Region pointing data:

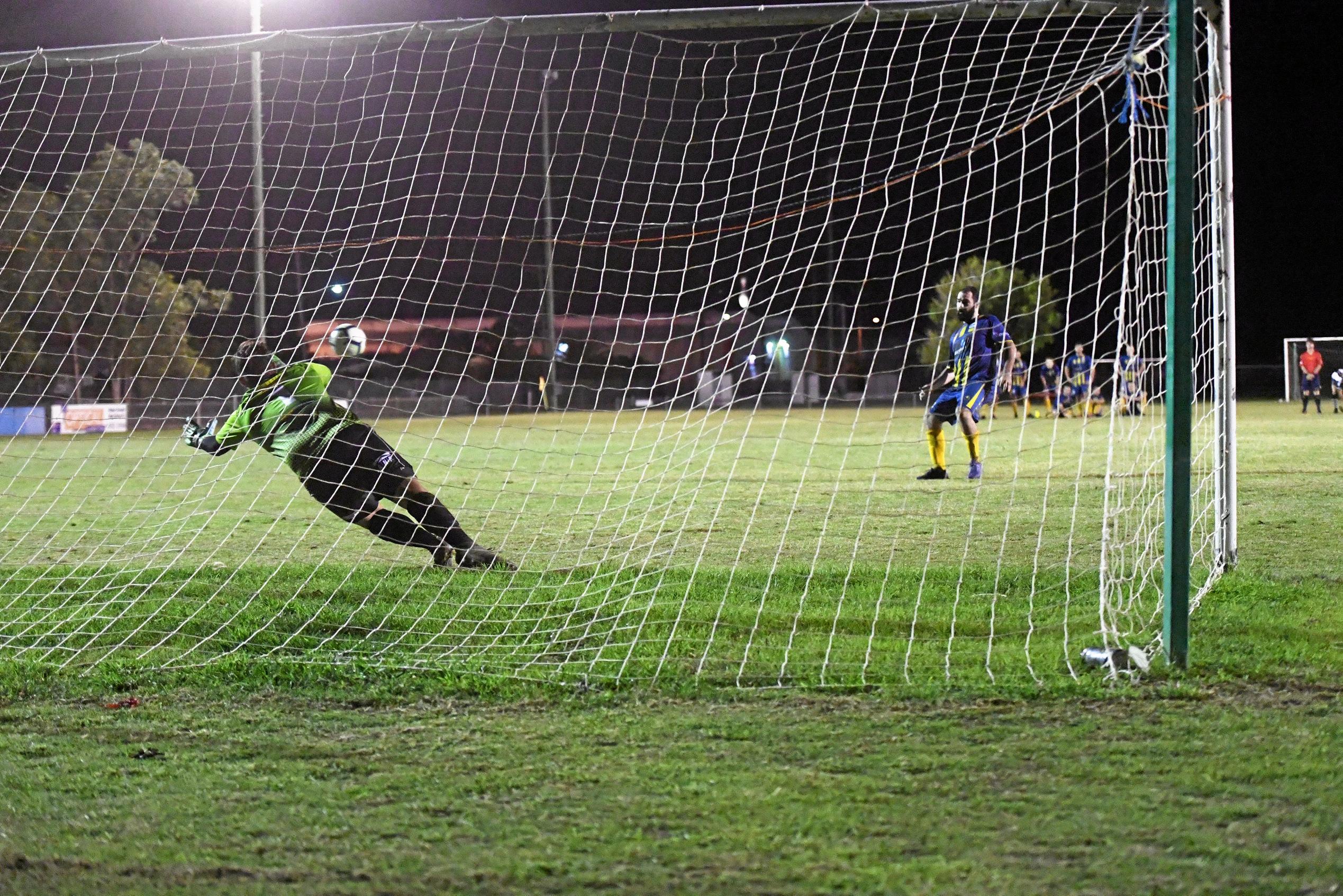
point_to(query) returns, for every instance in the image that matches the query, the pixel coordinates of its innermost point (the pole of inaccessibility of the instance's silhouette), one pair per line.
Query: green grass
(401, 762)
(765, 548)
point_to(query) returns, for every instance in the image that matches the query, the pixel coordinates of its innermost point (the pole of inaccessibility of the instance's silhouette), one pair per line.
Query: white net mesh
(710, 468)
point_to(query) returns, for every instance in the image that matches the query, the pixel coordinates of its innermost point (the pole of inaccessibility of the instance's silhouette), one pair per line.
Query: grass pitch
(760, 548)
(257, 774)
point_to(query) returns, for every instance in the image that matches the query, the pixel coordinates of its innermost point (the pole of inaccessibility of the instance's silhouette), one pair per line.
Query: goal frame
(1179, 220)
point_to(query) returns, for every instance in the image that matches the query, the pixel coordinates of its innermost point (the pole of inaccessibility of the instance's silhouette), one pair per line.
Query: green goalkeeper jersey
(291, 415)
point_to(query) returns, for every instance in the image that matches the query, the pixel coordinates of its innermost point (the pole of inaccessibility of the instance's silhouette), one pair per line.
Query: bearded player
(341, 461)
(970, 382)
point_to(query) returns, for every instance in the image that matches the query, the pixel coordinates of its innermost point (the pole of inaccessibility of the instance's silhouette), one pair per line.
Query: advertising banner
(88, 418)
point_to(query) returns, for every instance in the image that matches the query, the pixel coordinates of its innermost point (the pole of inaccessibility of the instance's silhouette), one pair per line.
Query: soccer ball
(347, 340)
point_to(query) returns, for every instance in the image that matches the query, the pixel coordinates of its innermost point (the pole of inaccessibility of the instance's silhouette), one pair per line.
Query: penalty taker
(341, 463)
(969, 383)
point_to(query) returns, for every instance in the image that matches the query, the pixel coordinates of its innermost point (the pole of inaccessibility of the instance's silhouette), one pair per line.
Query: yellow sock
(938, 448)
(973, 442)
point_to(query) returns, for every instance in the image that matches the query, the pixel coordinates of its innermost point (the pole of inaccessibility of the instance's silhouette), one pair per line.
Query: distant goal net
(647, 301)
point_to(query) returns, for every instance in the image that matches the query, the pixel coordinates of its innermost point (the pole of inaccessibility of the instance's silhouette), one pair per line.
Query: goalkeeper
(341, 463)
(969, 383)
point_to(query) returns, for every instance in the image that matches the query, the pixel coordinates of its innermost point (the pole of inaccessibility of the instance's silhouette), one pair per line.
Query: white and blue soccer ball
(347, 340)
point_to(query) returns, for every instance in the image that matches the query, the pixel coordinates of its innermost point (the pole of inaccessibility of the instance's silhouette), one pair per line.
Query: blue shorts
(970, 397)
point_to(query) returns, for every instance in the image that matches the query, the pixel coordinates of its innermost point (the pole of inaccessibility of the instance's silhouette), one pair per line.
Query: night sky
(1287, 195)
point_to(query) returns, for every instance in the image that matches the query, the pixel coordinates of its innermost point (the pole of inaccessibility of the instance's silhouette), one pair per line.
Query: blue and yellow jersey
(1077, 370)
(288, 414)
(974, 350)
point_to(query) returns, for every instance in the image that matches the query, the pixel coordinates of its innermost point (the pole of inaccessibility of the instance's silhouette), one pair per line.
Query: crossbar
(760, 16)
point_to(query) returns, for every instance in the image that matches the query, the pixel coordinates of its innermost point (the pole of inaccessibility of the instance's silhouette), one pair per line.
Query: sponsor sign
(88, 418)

| What is required |
Go through the lines above and write each one out verbatim, skipping the pictures.

| Task response |
point_to(query) returns, for every instance in the image that matches the query, the pixel coordinates of its innermost point (the pole of inaccessibility of the instance's silhouette), one pair per line.
Query: green grass
(401, 762)
(765, 548)
point_to(query) returns, for every instance in the image that matches the query, the pixel coordinates of its innermost point (the pole of inaccessibility of the instance's silhouette), one pair per line.
Query: white net mesh
(710, 468)
point_to(query) returns, for every instance in the image that matches the query, the pixel coordinates of its innermost point (the pole of inaccessibility of the instance's silhouette), one pair per line.
Query: grass pitch
(760, 548)
(257, 774)
point_to(query) returns, for every instance in the image that matches the query, the pixel coordinates of its innermost point (the pole of inaccessibility of the instance's silhouette), one pair per line.
Query: goal frame
(1179, 220)
point_to(query) returns, for every instance in the image that matches the query, the pixel coordinates of its innermost point (the pole of inaccessibility of the instance's silhouette), one pair per line.
Query: green goalkeeper jersey
(291, 415)
point_to(query) returns, for every instance in the image that matches the query, the pixel coordinates of its innermost point (the pole of inaccessibility of the instance's silhouette), one pair per line.
Query: bearded player
(341, 461)
(970, 382)
point_to(query) returns, for every instance in the image that matches the query, the pixel coordinates of its innermost point (the pole of inaccessibility of the instance's silhouette), one pair per line.
Query: advertising banner
(88, 418)
point_to(query) returns, for every instance in the image that matches the query, the pixel coordinates of its innermost point (the pole of inaccessibility of the instance's silhouette), one pair per line.
Query: soccer ball
(347, 340)
point_to(query) returns, for every instance in the image that matches the query, the pixel coordinates of its innermost point (the pole of inaccessibility of the instance's silhouette), one pair per line.
Query: penalty taker
(341, 463)
(969, 383)
point_to(query) returns, for every instance in the image that matches the query, the pixel coordinates of its innermost point (the pole of inaccessibility of the instance's silhouette), one pair per line.
Query: yellow sock
(938, 448)
(973, 442)
point_to(query) returns, for every instance in the image that matches the query, the pixel coordinates of its innermost point (the pole of inaccessibility of the instance's silhouette), one pair per line.
Query: distant goal net
(647, 301)
point_to(query) returns, for every instance in the image that matches the query, the pixel coordinates of its innermost point (the pole of inaccessibility of the instance's silhouette), one pair per line.
Query: goalkeeper
(341, 463)
(969, 383)
point_to(query) returns, for every instance in the image that matches the query, the pixel coordinates of its innermost point (the pole of inaccessibility of the instance's silhouette), one pair per line.
Query: white and blue soccer ball
(347, 340)
point_to(query) returns, for every instance in the image that matches the query, the pixel coordinates of its innermost point (the pole of inaccessibility of the instance's silhouette), one pair per line.
Query: blue shorts
(970, 397)
point_to(query) returns, for every instance in the image that matches the query, the pixel coordinates of its innermost point (the pole of inaccessibility of the instance's silhouette), one pair per line.
Query: night sky
(1287, 195)
point_to(query) returns, for every instance in the image that matches the query, the pixel coordinates of its innermost point (the pole of inaccessibility of the instance's silhouette), one pair per line.
Query: blue and yellow jersey
(1077, 370)
(288, 414)
(974, 350)
point_to(query) returns, for every instance in the image that matches the query, the pixel coordinates of its innermost point (the pole of inaccessibility of the instance's silhouette), one pair per line.
Query: crossbar
(760, 16)
point_to(query) returns, for every instance in the image that matches the query, the pixel coordinates of its innermost point (the pole of inaccessibility of the instance's silhouette), one pair per line.
Query: sponsor sign
(88, 418)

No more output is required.